• _Extract_:
....................
I have D2F covers for all my amps and cabinets. They fit perfectly and stand up to a lot of abuse. If you transport your gear, you should invest in quality covers. D2F makes great covers. (I am not associated with the company in any way other than being a satisfied customer.)


----------



## MarshallDog

LJGriggs said:


> I have D2F covers for all my amps and cabinets. They fit perfectly and stand up to a lot of abuse. If you transport your gear, you should invest in quality covers. D2F makes great covers. (I am not associated with the company in any way other than being a satisfied customer.)



^^^^1


----------



## Jeff Main

How much for a cover to fit the Marshall MA 100C 2X12 COMBO?

Thank you
Jeff


----------



## slide222

here in the uk you can get a marshall original cover for the 2246 and 2266 head for £12.99, "richtone music" and I also want a marshall 1 watt cover which is £19.00, but these are not padded , and I have some padded ones and they are loverly


----------



## royslead

Tom, from D2F, recently passed this summer. I do not know if the business is still running. When last I checked, the website was down.


----------



## MarshallDog

royslead said:


> Tom, from D2F, recently passed this summer. I do not know if the business is still running. When last I checked, the website was down.



Wow, that’s a shame! He was a great guy with a great product. I have several of his Covers. 

If you really need a cover and they are not responding, you could try Tuki Covers. Another great product.


----------
....................
• _Source data_:
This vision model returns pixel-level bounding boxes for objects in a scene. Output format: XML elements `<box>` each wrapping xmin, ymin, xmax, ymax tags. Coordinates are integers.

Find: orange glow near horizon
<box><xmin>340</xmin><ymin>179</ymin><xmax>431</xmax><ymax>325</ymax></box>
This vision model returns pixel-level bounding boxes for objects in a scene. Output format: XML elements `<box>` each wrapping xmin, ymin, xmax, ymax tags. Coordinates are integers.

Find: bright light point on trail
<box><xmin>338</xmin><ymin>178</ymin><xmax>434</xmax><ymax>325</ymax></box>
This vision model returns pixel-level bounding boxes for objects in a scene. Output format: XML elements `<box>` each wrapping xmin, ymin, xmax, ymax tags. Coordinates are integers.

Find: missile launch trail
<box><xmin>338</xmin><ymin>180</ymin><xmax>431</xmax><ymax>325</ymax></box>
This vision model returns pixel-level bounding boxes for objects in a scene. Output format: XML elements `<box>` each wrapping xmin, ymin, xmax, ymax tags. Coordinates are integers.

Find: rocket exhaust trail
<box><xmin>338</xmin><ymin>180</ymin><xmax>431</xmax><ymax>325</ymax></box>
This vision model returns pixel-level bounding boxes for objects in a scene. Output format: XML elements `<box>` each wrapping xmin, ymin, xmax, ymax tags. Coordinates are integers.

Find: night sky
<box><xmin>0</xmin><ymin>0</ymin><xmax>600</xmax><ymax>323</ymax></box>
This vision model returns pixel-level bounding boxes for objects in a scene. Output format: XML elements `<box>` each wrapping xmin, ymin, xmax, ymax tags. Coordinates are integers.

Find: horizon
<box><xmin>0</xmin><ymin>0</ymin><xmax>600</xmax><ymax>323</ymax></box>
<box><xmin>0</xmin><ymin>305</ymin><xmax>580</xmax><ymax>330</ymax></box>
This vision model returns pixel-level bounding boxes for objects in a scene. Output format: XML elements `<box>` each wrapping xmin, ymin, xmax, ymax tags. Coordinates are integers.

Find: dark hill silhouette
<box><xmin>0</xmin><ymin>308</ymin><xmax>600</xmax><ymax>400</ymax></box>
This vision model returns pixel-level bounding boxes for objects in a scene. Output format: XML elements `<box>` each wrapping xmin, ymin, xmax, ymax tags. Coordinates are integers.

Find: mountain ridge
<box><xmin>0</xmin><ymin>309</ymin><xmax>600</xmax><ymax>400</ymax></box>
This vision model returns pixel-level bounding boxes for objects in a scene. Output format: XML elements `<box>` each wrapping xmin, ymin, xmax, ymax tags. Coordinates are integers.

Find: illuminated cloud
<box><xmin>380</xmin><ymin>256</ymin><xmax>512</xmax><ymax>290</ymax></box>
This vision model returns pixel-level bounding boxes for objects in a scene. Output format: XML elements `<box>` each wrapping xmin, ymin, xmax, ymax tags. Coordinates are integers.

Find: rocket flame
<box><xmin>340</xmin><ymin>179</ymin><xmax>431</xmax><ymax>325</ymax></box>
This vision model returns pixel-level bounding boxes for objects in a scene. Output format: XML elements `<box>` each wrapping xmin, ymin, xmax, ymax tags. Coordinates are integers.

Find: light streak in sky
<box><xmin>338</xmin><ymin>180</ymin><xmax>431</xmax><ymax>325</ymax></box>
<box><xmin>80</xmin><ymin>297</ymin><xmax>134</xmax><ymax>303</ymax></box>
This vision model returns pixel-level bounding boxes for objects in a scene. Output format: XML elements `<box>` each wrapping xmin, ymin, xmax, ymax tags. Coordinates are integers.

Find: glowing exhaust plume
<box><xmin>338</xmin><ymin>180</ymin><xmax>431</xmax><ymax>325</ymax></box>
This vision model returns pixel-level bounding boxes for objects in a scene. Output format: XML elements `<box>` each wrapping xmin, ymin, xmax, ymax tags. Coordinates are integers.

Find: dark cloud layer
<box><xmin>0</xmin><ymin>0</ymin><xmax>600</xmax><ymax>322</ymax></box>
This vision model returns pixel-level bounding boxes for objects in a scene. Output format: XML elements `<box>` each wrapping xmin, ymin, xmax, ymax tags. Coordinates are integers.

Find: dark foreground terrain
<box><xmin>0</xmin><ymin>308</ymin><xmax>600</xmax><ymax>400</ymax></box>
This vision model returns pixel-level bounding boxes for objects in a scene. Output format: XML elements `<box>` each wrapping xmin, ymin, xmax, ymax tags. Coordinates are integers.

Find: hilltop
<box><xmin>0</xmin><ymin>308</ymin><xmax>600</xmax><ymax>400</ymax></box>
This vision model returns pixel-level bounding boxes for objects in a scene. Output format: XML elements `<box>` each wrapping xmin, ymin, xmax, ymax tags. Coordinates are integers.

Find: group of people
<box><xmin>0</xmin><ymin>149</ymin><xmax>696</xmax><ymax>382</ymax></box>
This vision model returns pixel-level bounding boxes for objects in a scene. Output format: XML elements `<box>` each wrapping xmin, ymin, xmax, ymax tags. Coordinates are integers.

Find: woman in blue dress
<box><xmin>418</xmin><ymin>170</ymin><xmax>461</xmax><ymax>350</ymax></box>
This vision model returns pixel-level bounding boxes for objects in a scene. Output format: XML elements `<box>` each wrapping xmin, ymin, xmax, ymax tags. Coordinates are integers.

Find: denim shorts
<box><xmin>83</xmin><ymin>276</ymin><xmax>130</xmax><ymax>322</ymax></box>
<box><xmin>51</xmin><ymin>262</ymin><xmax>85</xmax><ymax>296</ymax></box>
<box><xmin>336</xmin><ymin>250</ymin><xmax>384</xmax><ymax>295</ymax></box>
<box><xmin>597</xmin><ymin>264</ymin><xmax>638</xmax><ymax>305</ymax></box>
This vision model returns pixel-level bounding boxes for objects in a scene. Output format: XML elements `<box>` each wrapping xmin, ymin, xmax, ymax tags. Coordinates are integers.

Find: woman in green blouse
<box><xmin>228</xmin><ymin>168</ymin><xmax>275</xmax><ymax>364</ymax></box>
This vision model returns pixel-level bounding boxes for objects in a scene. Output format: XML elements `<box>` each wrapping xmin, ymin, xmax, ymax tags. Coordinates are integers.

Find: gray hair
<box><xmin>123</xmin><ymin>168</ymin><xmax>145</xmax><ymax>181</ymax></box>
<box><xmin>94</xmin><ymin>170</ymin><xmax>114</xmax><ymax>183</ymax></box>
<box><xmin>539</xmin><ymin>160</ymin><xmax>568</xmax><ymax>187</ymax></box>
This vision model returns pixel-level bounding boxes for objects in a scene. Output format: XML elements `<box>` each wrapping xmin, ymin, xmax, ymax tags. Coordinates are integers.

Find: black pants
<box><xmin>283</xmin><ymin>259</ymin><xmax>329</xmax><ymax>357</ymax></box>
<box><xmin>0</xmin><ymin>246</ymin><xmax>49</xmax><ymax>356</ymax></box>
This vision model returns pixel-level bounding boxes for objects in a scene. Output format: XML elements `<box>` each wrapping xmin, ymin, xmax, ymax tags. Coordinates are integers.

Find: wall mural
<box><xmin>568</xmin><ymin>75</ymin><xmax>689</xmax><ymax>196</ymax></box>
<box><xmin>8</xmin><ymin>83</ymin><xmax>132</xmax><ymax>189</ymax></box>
....................
• _Task list_:
(a) Retype the forum thread about amp covers in full, word for word.
(b) Collect every line of the records that contains the word "light".

• _The replies_:
(a)
I have D2F covers for all my amps and cabinets. They fit perfectly and stand up to a lot of abuse. If you transport your gear, you should invest in quality covers. D2F makes great covers. (I am not associated with the company in any way other than being a satisfied customer.)


----------



## MarshallDog

LJGriggs said:


> I have D2F covers for all my amps and cabinets. They fit perfectly and stand up to a lot of abuse. If you transport your gear, you should invest in quality covers. D2F makes great covers. (I am not associated with the company in any way other than being a satisfied customer.)



^^^^1


----------



## Jeff Main

How much for a cover to fit the Marshall MA 100C 2X12 COMBO?

Thank you
Jeff


----------



## slide222

here in the uk you can get a marshall original cover for the 2246 and 2266 head for £12.99, "richtone music" and I also want a marshall 1 watt cover which is £19.00, but these are not padded , and I have some padded ones and they are loverly


----------



## royslead

Tom, from D2F, recently passed this summer. I do not know if the business is still running. When last I checked, the website was down.


----------



## MarshallDog

royslead said:


> Tom, from D2F, recently passed this summer. I do not know if the business is still running. When last I checked, the website was down.



Wow, that’s a shame! He was a great guy with a great product. I have several of his Covers. 

If you really need a cover and they are not responding, you could try Tuki Covers. Another great product.


----------

(b)
Find: bright light point on trail
Find: light streak in sky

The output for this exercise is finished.